[begin Data for this task]
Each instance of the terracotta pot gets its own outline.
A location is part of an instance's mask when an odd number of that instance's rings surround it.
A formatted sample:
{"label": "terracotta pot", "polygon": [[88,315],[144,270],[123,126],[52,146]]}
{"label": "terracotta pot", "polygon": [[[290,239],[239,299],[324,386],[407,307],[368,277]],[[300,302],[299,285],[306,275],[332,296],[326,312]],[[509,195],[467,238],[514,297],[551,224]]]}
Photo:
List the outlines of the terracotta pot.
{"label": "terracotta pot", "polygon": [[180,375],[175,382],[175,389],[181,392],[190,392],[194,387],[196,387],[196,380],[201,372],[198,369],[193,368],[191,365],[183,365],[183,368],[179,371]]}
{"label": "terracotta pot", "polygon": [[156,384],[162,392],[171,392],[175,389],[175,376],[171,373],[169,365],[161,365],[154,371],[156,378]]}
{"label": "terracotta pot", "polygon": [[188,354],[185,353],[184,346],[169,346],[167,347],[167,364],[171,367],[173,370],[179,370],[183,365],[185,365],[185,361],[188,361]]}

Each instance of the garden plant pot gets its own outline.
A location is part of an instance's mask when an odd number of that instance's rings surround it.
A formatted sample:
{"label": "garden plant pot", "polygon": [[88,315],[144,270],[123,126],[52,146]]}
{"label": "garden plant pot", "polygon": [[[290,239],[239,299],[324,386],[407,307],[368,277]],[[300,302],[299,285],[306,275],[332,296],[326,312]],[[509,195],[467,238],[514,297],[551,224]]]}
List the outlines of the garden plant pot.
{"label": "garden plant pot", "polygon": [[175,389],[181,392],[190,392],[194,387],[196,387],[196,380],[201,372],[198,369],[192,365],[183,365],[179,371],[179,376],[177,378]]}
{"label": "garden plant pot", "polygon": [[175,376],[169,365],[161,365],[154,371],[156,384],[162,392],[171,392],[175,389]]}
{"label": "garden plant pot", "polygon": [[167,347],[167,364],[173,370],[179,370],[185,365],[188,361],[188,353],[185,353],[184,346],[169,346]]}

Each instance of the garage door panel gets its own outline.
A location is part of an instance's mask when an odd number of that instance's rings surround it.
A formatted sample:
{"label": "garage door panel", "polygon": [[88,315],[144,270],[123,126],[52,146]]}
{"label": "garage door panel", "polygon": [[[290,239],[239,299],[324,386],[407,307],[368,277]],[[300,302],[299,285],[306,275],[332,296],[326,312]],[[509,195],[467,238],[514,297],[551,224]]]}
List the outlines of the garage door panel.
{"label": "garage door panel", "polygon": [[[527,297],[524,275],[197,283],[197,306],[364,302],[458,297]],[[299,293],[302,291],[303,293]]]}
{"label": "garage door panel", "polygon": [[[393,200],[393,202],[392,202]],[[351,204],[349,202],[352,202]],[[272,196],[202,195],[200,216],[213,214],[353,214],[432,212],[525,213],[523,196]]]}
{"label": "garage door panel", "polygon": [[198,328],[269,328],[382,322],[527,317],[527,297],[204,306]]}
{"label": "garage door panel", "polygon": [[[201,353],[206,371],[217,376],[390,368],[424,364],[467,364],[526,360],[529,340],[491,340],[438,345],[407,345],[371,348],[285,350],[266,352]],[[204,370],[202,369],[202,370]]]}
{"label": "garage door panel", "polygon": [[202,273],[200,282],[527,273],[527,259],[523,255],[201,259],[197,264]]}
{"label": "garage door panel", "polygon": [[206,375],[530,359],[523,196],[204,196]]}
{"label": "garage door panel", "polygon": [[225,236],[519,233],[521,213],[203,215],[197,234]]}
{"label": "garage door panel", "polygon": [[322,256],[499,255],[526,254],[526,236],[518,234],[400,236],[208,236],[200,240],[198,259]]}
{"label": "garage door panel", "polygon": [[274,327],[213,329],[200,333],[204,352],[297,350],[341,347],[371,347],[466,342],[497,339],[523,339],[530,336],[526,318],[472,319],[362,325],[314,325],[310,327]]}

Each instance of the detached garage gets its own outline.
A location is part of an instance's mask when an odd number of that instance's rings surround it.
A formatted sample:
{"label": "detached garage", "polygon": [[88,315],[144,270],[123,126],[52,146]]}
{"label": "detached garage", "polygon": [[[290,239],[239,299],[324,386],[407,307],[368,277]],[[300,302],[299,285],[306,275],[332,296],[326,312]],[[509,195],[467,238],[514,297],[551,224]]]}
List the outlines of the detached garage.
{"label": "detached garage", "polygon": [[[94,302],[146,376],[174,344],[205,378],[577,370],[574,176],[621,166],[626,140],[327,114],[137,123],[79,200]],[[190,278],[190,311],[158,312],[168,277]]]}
[end Data for this task]
__Task objective__. Please express the records above as a two-column CSV with the header input,output, giving one row per record. Put the record's text under input and its answer under output, each in a single quoted field with line breaks replaced by spaces.

__Output for this exercise__.
input,output
"Each instance of the terracotta pot gets its own outline. A location is part of an instance's mask when an odd number of that instance's rings surround it. A formatted sample: {""label"": ""terracotta pot"", ""polygon"": [[88,315],[144,270],[123,126],[52,146]]} {""label"": ""terracotta pot"", ""polygon"": [[[290,239],[239,299],[324,386],[407,307],[368,277]],[[300,302],[299,285],[306,275],[332,296],[326,312]],[[509,195],[467,238],[514,297],[551,224]]]} Photo: List the outlines of the terracotta pot.","{""label"": ""terracotta pot"", ""polygon"": [[180,375],[175,382],[175,389],[181,392],[190,392],[194,387],[196,387],[196,380],[201,372],[198,369],[193,368],[191,365],[183,365],[183,368],[179,371]]} {""label"": ""terracotta pot"", ""polygon"": [[156,384],[162,392],[171,392],[175,389],[175,376],[171,373],[169,365],[161,365],[154,371],[156,378]]} {""label"": ""terracotta pot"", ""polygon"": [[188,354],[185,353],[184,346],[169,346],[167,347],[167,364],[171,367],[173,370],[179,370],[183,365],[185,365],[185,361],[188,361]]}"
"Each instance of the garden plant pot gets its own outline. A location is part of an instance's mask when an odd number of that instance's rings surround it. A formatted sample: {""label"": ""garden plant pot"", ""polygon"": [[88,315],[144,270],[123,126],[52,146]]} {""label"": ""garden plant pot"", ""polygon"": [[[290,239],[239,299],[324,386],[407,307],[368,277]],[[300,302],[299,285],[306,275],[332,296],[326,312]],[[509,195],[467,238],[514,297],[551,224]]]} List the outlines of the garden plant pot.","{""label"": ""garden plant pot"", ""polygon"": [[175,389],[181,392],[190,392],[194,387],[196,387],[196,380],[201,372],[198,369],[192,365],[183,365],[179,371],[179,376],[177,378]]} {""label"": ""garden plant pot"", ""polygon"": [[175,376],[169,365],[161,365],[154,371],[156,384],[162,392],[171,392],[175,389]]} {""label"": ""garden plant pot"", ""polygon"": [[167,347],[167,364],[173,370],[179,370],[185,365],[188,361],[188,353],[185,353],[184,346],[169,346]]}"
"Each instance of the garage door panel gets its own outline. A location is part of an instance's mask when an odd number of that instance's rings surround it. A formatted sample: {""label"": ""garage door panel"", ""polygon"": [[88,315],[144,270],[123,126],[52,146]]} {""label"": ""garage door panel"", ""polygon"": [[[290,239],[239,299],[324,386],[407,307],[368,277]],[[300,302],[299,285],[306,275],[332,296],[326,312]],[[509,195],[467,238],[514,297],[551,224]]]} List the outlines of the garage door panel.","{""label"": ""garage door panel"", ""polygon"": [[[527,297],[524,275],[197,283],[197,306],[364,302],[458,297]],[[299,293],[302,291],[303,293]]]} {""label"": ""garage door panel"", ""polygon"": [[[393,200],[393,202],[392,202]],[[351,204],[349,202],[352,202]],[[272,196],[202,195],[200,216],[213,214],[353,214],[432,212],[525,213],[523,196]]]} {""label"": ""garage door panel"", ""polygon"": [[198,328],[269,328],[382,322],[527,317],[527,297],[204,306]]} {""label"": ""garage door panel"", ""polygon"": [[[201,353],[206,371],[217,376],[390,368],[424,364],[467,364],[526,360],[529,340],[491,340],[438,345],[407,345],[371,348],[285,350],[266,352]],[[204,370],[202,369],[202,370]]]} {""label"": ""garage door panel"", ""polygon"": [[202,273],[200,282],[527,273],[527,259],[523,255],[201,259],[197,264]]} {""label"": ""garage door panel"", ""polygon"": [[206,375],[530,359],[523,196],[204,196]]} {""label"": ""garage door panel"", ""polygon"": [[225,236],[519,233],[521,213],[203,215],[197,234]]} {""label"": ""garage door panel"", ""polygon"": [[322,256],[499,255],[526,254],[526,236],[518,234],[400,236],[208,236],[200,240],[198,259]]} {""label"": ""garage door panel"", ""polygon"": [[274,327],[213,329],[200,333],[204,352],[297,350],[341,347],[371,347],[466,342],[497,339],[523,339],[530,336],[526,318],[472,319],[362,325],[314,325],[310,327]]}"
"Each instance of the detached garage gets its own outline. A location is part of an instance's mask when an odd number of that instance's rings surround it. A formatted sample: {""label"": ""detached garage"", ""polygon"": [[88,315],[144,270],[123,126],[52,146]]} {""label"": ""detached garage"", ""polygon"": [[[290,239],[239,299],[324,386],[407,307],[368,277]],[[300,302],[299,285],[306,275],[332,296],[326,312]],[[509,195],[467,238],[514,297],[551,224]]]} List the outlines of the detached garage.","{""label"": ""detached garage"", ""polygon"": [[[94,302],[146,376],[174,344],[205,378],[577,370],[574,176],[621,166],[626,140],[327,114],[137,123],[79,200]],[[190,278],[190,311],[158,312],[168,277]]]}"